■ What the task asks ■
Transcribe all of the records below word for word, leaving out the pictures.

■ Supplied entries ■
────────────────────────────────────────

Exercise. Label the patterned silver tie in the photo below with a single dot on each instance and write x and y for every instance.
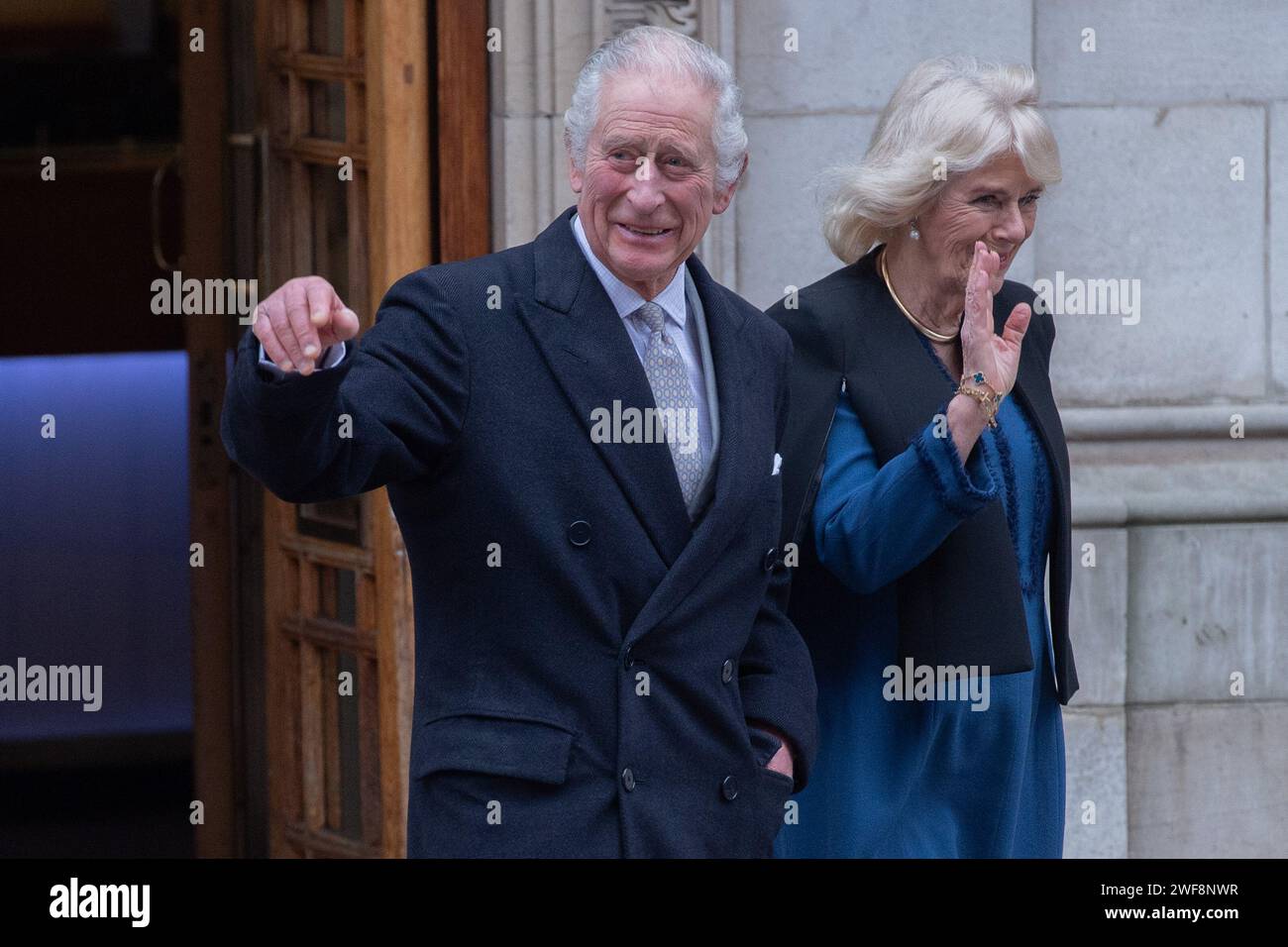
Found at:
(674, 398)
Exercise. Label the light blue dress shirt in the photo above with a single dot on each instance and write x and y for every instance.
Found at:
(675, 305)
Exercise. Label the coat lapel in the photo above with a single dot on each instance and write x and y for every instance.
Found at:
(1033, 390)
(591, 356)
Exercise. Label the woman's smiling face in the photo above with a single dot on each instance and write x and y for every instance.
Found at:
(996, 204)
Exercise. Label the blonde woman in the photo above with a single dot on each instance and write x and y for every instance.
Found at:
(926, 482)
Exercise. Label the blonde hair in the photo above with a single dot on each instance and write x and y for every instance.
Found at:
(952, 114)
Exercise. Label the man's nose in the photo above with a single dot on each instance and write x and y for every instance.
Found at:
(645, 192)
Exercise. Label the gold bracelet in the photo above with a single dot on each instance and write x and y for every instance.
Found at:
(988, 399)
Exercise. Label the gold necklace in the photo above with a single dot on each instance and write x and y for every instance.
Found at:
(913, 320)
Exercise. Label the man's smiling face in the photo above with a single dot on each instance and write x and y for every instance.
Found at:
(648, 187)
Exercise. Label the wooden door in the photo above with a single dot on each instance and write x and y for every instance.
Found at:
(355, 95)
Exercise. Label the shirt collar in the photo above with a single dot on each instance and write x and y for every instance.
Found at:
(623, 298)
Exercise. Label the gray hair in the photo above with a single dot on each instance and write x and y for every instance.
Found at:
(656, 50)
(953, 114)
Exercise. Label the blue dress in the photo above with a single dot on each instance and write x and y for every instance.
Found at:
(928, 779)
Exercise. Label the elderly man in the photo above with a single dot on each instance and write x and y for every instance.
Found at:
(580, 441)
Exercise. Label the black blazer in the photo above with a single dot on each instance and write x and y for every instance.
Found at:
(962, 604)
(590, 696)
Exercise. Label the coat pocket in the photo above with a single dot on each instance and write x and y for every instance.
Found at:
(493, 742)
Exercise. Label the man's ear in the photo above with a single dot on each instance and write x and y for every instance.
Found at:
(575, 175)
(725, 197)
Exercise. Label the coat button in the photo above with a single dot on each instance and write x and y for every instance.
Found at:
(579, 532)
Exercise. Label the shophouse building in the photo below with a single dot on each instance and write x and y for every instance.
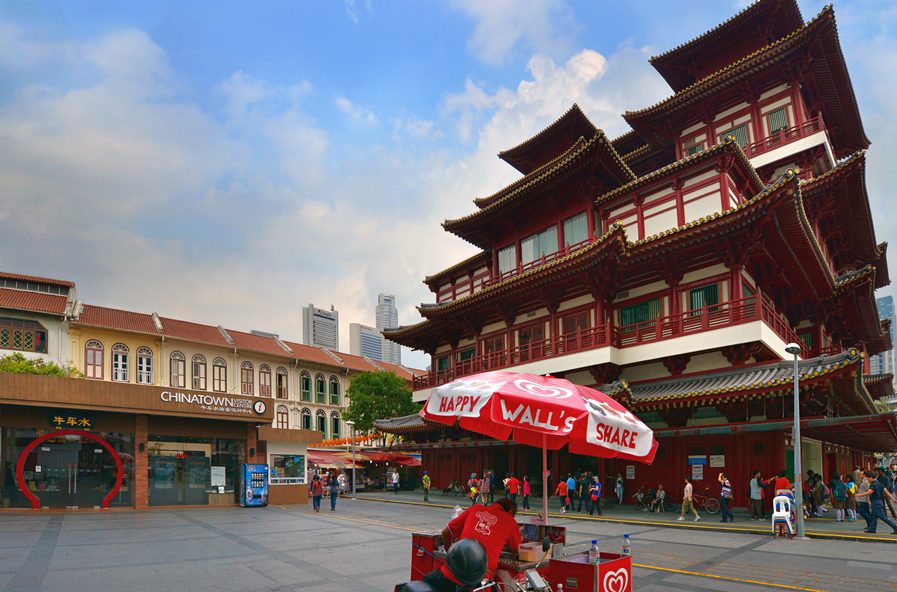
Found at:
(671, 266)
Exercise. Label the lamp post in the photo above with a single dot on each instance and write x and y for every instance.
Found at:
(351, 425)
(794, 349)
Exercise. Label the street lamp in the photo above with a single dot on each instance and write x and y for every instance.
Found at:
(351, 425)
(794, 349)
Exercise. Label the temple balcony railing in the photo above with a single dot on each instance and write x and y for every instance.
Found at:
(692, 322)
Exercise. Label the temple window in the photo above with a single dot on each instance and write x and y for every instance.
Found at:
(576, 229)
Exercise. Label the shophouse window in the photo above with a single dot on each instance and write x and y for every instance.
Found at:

────────────────────────────────────────

■ Complete output ■
Exercise. Label the patterned silver tie in the photo below with a single dot on each instance and write x and y for every instance.
Found at:
(674, 398)
Exercise. Label the light blue dress shirt in the photo above with a single dot on each instance and write x and y for every instance.
Found at:
(675, 305)
Exercise. Label the coat lapel in the photo above with a single dot on each instance and write x and y for every instance.
Found at:
(1033, 390)
(591, 356)
Exercise. Label the woman's smiling face in the photo above with a single dot on each instance and write x and y for every instance.
Found at:
(996, 204)
Exercise. Label the blonde woman in the photo above with a single dot on each instance and write x and y for every instance.
Found at:
(926, 482)
Exercise. Label the blonde hair in the photo above with a single dot on each instance and write x and y for every instance.
Found at:
(952, 114)
Exercise. Label the man's nose in the photo above with a single dot on each instance and write x and y for every instance.
Found at:
(645, 192)
Exercise. Label the gold bracelet in the photo above with a single dot on each instance and write x and y for every instance.
Found at:
(988, 399)
Exercise. Label the gold necklace in the photo above with a single dot on each instance and write x and y for every instance.
Found at:
(913, 320)
Exercise. Label the man's smiling face in the photo above with a single dot on each instance and write x and y for every instance.
Found at:
(648, 187)
Exercise. Label the wooden door in the photo above with a single dot on each instance and write x and y for every instance.
Found at:
(355, 95)
Exercise. Label the shirt collar in the photo above with a single dot on each instance and write x and y for every instance.
Found at:
(623, 298)
Exercise. Label the gray hair in the photo above with a single dot on each instance and write x and y for every instance.
Found at:
(656, 50)
(953, 114)
Exercise. Label the blue dress in the photo above with a single dot on each instance and write x and y for every instance.
Found at:
(928, 779)
Exercise. Label the elderly man in the photo above with a single dot on each instance and write x and y for every instance.
Found at:
(580, 441)
Exercise. Label the black blazer in the photo above with a single dot on each instance and write x and y for every instance.
Found at:
(962, 604)
(590, 696)
Exercise. Label the coat pocket in the photo above with a single dot on each instance and write x and y for every instance.
Found at:
(493, 742)
Exercise. Label the man's ear in the photo above with a single dot on each instance and write x and y for every instance.
Found at:
(575, 175)
(725, 197)
Exercise. Label the coat button in the photo above with a single dot on each instance and write x and y for every instance.
Found at:
(579, 532)
Exercise. Label the shophouse building in the photo below with a single dot on each instance and write x and y for every instance.
Found at:
(671, 266)
Exercise. Label the lamp post in the photo above with a single dot on each instance and write x and y for every instance.
Found at:
(351, 425)
(794, 349)
Exercise. Label the street lamp in the photo above with a single dot on each instance and write x and y for every instance.
Found at:
(351, 425)
(794, 349)
Exercise. Label the temple balcony railing in the photo above with a single dot on each instance and write x and y for every instance.
Found at:
(692, 322)
Exercise. Label the temple window in the photo above with a single dot on each instance and write x and y for every instance.
Found at:
(576, 229)
Exercise. Label the shophouse window in the photo above with a single dot on each instance and write x and y for every instance.
Found at:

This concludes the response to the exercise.